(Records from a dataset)
=======
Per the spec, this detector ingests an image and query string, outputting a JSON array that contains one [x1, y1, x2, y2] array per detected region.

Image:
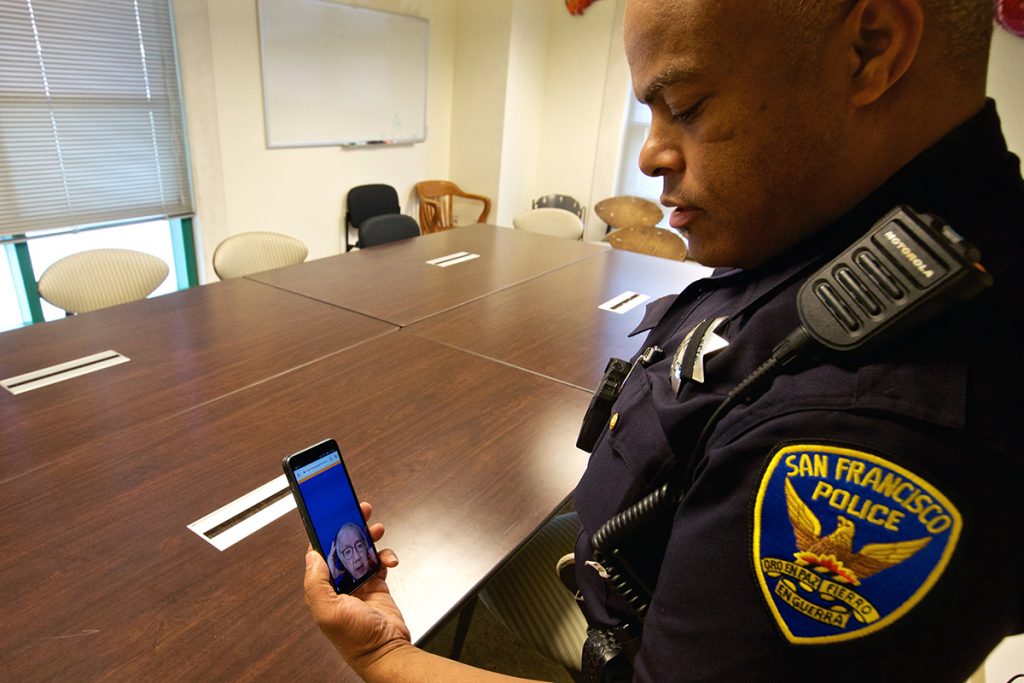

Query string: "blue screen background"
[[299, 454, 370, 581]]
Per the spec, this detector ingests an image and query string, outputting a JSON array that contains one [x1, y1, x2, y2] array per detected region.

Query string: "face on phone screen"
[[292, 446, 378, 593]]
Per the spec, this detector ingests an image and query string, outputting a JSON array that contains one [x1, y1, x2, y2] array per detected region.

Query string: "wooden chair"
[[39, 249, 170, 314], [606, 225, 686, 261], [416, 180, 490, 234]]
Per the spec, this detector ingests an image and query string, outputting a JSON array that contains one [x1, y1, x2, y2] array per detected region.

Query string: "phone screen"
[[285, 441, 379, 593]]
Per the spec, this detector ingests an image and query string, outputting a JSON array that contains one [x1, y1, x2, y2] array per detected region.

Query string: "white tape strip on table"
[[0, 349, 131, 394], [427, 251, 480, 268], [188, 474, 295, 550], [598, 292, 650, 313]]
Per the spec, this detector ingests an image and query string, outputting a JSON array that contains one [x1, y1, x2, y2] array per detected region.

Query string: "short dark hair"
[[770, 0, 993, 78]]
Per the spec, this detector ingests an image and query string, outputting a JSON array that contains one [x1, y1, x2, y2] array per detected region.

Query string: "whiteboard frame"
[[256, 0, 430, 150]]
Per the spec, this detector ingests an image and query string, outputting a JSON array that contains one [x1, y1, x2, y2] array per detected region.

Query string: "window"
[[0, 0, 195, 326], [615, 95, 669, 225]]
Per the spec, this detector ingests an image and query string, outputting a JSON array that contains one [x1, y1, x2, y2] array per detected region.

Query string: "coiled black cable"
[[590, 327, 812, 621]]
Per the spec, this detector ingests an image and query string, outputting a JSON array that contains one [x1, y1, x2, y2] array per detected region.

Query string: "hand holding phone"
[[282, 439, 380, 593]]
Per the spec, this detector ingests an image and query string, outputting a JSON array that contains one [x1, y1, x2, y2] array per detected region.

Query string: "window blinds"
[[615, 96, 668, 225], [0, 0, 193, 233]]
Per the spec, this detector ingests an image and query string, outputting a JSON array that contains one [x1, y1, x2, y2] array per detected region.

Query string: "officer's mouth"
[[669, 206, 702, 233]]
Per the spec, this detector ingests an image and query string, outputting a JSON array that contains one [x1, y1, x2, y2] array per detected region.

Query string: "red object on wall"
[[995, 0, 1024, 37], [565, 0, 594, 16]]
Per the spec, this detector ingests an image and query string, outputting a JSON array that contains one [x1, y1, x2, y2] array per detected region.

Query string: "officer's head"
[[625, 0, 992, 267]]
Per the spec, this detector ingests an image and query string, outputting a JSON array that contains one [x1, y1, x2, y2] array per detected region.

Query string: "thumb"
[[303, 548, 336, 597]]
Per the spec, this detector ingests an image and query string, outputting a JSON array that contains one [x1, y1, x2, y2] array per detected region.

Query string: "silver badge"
=======
▶ [WHAT TO DO] Write out again the stretch from the first line through the line containing "[[285, 441, 379, 593]]", keeping each request, and shift every bounding-box coordinate in the answers up by 115. Leave the pictures out.

▶ [REPLY TO THE TASK]
Per the spec, this detector ingests an image and query string, outputting a JSON array that contains one [x1, y1, x2, y2] array per detected region.

Image:

Query string: "blue screen background"
[[414, 569, 485, 696]]
Per the spec, this detector ingests an image and query string, outputting a JSON array that contains one [x1, y1, x2, y2] array per detected region.

Query string: "face on phone screen"
[[407, 561, 493, 708]]
Per the spec, this detector ingests an image and query string, outputting a JSON array that contains one [x1, y1, x2, y2] array per detected region.

Query string: "wooden chair"
[[154, 364, 285, 429], [721, 340, 801, 376], [531, 295, 605, 349]]
Per the spec, this detector ingests an image and query string, outputting a JSON array that contains one [x1, y1, x2, y2] array per detected region.

Query string: "phone screen"
[[400, 556, 494, 708]]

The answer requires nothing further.